## What this task involves
Give again the records that open with the line containing "Would you say the scene above contains any water" and close with the line containing "[0,290,500,366]", substituting "snow-covered" for "snowy" and leaving everything else unchanged. Leave the pictures out of your answer.

┏━━

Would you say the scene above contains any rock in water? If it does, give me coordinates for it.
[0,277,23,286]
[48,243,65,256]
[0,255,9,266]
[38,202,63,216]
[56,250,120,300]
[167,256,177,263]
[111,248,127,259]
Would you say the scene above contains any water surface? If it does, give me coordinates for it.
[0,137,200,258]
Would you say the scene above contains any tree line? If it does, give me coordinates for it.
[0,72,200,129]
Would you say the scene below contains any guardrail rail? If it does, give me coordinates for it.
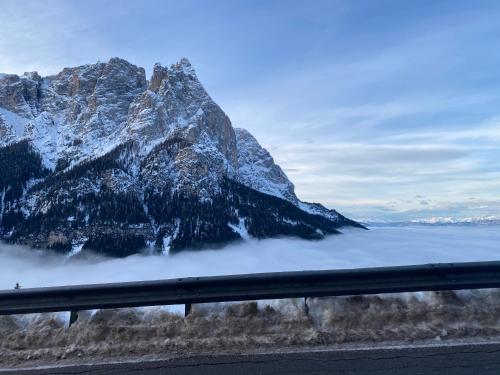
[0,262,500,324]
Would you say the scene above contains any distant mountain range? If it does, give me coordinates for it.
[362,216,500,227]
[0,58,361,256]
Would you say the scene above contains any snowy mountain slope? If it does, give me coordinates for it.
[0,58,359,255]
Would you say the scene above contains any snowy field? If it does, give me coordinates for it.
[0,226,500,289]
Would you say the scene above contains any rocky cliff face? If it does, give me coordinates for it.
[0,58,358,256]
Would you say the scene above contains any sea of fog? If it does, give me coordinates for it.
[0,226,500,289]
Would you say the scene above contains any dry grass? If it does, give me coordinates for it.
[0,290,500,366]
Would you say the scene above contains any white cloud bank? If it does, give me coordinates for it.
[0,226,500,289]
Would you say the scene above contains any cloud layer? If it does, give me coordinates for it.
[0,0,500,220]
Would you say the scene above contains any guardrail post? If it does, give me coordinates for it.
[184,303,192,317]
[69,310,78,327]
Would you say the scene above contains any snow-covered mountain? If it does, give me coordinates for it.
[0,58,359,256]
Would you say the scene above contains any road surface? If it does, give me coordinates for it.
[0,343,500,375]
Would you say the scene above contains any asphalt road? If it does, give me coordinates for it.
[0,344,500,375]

┗━━
┏━━

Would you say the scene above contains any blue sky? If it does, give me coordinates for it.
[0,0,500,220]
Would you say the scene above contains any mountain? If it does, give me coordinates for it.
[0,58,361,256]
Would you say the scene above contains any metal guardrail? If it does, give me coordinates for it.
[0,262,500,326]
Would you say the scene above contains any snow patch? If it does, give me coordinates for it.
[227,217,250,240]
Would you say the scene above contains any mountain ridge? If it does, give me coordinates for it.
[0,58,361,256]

┗━━

## Output of the task
Would you say the scene above contains any water surface? If it does, give me coordinates for it.
[0,137,200,258]
Would you say the scene above contains any tree line? If it does, give me coordinates for it.
[0,72,200,129]
Would you say the scene below contains any guardrail rail? If it does, give me coordinates for it.
[0,262,500,324]
Would you say the scene above contains any distant mountain range? If it does, give me coordinates for it.
[362,216,500,227]
[0,58,361,256]
Would you say the scene above contains any snow-covered mountain slope? If it does, give me coordinates for it.
[0,58,359,255]
Would you say the scene above contains any snow-covered field? If it does, give me coordinates for it.
[0,226,500,289]
Would you say the scene above contains any rocky cliff face? If it does, give me coordinates for it.
[0,58,358,256]
Would you say the scene above contains any sea of fog? If it does, give me coordinates for it.
[0,226,500,289]
Would you say the scene above contains any dry grass? If it does, give me coordinates for it.
[0,290,500,366]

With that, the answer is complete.